Partie texte:
INTERVIEW EXCLUSIVE - Alors que la construction d'immeubles en bois de plus en plus haut est annoncée, le professeur José Luis Torero, un expert international de la sécurité incendie, s'interroge sur les travaux qui sont menés en France sur cette problématique. Il livre son sentiment à Batiactu.

Batiactu : Professeur Torero, construire des immeubles de grande hauteur (IGH) en bois est-il encore un défi ou est-ce, aujourd'hui, un processus parfaitement maîtrisé ?
José L. Torero :
Les immeubles en acier ou en béton présentent des risques qui sont très bien connus. Ce sont des constructions conventionnelles et nous avons, aujourd'hui, les garanties de les faire correctement. Mais, dès qu'on sort de cette pratique, en introduisant de nouveaux matériaux, on entre dans un autre monde. Construire un immeuble en bois de 25 étages, c'est aussi compliqué que de réaliser la tour Burj Dubaï ! Il faut convoquer des ingénieurs de haut niveau pour aborder des questions nouvelles, à la complexité énorme. Et il y a aujourd'hui très peu d'ingénieurs de ce niveau dans le monde.

 

 

Batiactu : Mais quelle est la spécificité des IGH bois qui les rend si particuliers ?
José L. Torero :
Ils ont des propriétés particulières et présentent des conditions non comprises dans le contexte normatif actuel. Les isolants thermiques classiques brûlent parfaitement, ce qui n'est pas sans poser de problèmes au Moyen-Orient notamment, où tous les mois il y a un incendie de tour. Le problème n'est pas abordé correctement et il n'y a pas de résolution pour l'instant. Or, le bois peut, lui aussi, entretenir la combustion ! La question est d'arriver à l'auto-extinction, c'est-à-dire que la structure de l'immeuble ne participe pas à l'alimentation de l'incendie. Et il n'y a pas de réponse facile à cette problématique, car il faut prendre en compte la géométrie, la ventilation, le mobilier qui est installé… Il y a beaucoup de variables à coordonner.

 

Batiactu : Quelles sont les erreurs à éviter et les points à surveiller plus particulièrement ?

Exercices:
a) Dans l'entretien sur les immeubles en bois ci-dessus, quels facteurs José Luis Torero cite-t-il comme devant être pris en compte pour obtenir l'auto-extinction ?
b) Recopiez le passage de l'entretien ci-dessus qui va de "Batiactu : Professeur" à "processus parfaitement maîtrisé ?".

Entrées de données:

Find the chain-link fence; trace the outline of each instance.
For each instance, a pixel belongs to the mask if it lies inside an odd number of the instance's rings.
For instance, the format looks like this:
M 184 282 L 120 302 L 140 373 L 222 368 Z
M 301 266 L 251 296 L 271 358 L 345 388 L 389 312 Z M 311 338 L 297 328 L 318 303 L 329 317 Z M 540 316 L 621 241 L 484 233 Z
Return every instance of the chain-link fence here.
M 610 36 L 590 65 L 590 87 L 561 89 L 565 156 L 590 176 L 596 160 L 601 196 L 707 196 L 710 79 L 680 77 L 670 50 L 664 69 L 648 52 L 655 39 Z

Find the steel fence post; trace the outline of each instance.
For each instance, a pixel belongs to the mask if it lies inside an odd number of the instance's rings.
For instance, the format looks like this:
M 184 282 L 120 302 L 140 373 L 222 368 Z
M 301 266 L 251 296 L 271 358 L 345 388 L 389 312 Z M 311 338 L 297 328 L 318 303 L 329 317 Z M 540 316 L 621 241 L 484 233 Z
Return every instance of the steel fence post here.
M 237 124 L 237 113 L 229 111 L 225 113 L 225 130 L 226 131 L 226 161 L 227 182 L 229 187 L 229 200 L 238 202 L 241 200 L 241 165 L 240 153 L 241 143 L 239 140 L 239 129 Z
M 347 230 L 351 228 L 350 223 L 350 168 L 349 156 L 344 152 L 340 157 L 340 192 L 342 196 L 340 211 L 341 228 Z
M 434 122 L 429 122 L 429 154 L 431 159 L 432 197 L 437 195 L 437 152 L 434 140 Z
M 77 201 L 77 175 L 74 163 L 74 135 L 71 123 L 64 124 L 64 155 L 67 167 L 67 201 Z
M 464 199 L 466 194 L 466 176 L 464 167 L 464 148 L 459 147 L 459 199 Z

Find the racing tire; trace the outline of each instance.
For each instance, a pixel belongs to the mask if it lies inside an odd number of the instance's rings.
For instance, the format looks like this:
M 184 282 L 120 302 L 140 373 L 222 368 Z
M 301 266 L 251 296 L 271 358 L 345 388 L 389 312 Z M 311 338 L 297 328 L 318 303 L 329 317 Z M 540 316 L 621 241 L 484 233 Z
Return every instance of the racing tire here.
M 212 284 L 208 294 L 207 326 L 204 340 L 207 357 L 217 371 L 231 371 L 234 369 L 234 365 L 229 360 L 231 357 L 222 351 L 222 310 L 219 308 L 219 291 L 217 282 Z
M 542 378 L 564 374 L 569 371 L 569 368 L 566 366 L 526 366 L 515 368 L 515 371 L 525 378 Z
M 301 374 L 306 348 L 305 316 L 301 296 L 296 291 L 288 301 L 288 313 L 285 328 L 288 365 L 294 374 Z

Réponses:
a) La géométrie, la ventilation et le mobilier qui est installé.

b)
Batiactu : Professeur Torero, construire des immeubles de grande hauteur (IGH) en bois est-il encore un défi ou est-ce, aujourd'hui, un processus parfaitement maîtrisé ?